** Opening RECORDS PROVIDED block **

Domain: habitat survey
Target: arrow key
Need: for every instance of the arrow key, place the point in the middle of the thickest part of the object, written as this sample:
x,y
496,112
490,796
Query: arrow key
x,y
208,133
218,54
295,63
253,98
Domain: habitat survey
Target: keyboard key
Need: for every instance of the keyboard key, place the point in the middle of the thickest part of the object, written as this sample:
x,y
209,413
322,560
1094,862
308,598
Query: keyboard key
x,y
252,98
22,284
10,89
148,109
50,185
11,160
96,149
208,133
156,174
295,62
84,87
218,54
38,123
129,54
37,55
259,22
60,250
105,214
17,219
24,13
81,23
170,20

** Closing RECORDS PROVIDED block **
** Opening RECORDS PROVIDED block **

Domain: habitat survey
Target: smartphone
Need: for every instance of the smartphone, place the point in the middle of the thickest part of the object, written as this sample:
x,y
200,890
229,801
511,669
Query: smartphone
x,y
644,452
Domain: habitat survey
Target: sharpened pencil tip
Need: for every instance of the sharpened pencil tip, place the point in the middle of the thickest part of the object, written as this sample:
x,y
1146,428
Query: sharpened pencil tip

** Closing RECORDS PROVIDED block **
** Opening RECORDS PROVIDED block **

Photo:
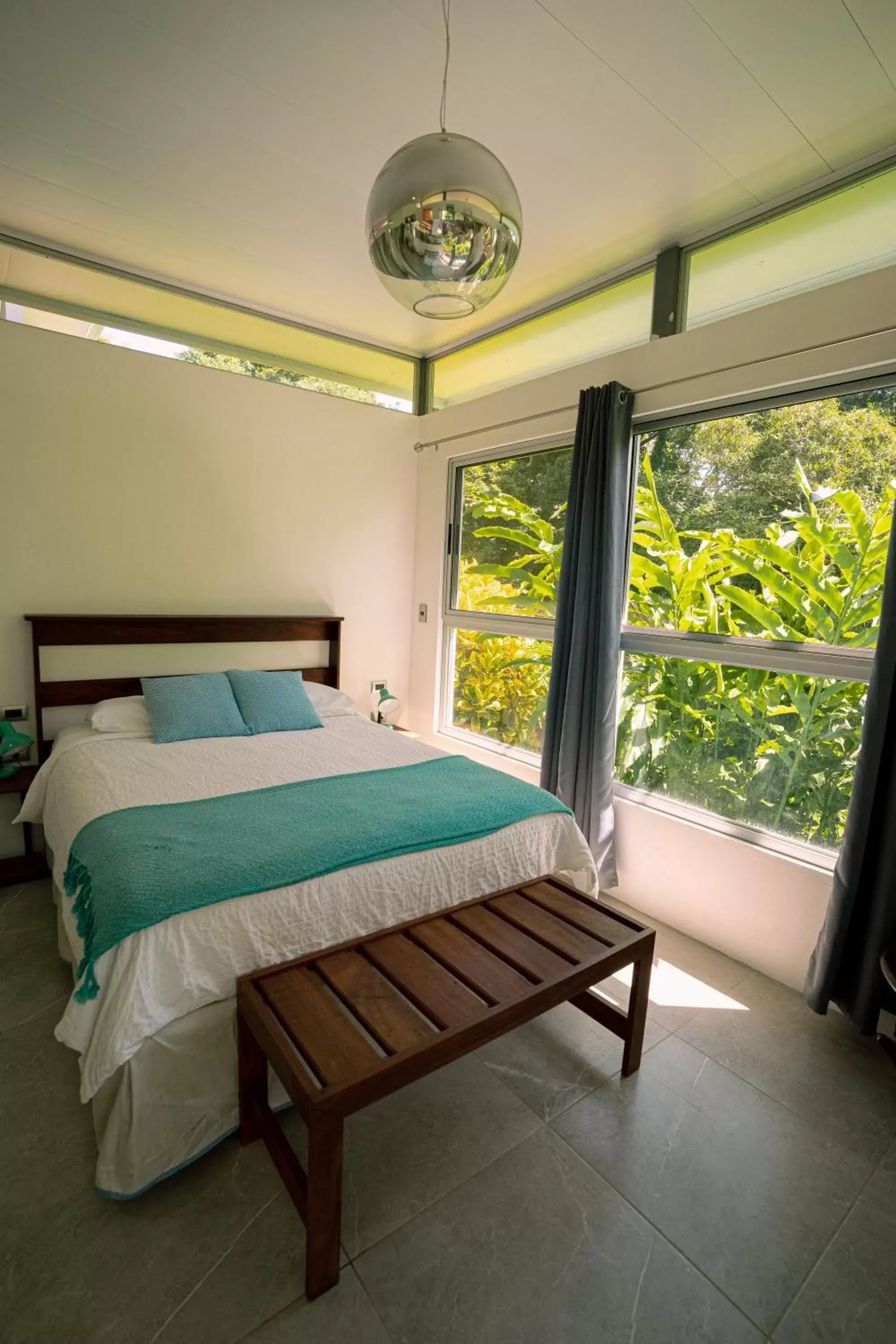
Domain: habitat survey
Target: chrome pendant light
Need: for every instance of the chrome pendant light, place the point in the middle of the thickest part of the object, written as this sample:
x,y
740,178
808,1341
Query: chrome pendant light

** Closing RECORDS PROVIDED block **

§ YOUR GOAL
Search the data for the word "light" and copy each line where it appears.

§ EXERCISE RESULT
Target: chrome pendant light
Need: for every instance of the chrome pendant light, place the point in the middle of the thickest part of the object, written as this sample:
Query: chrome pendant light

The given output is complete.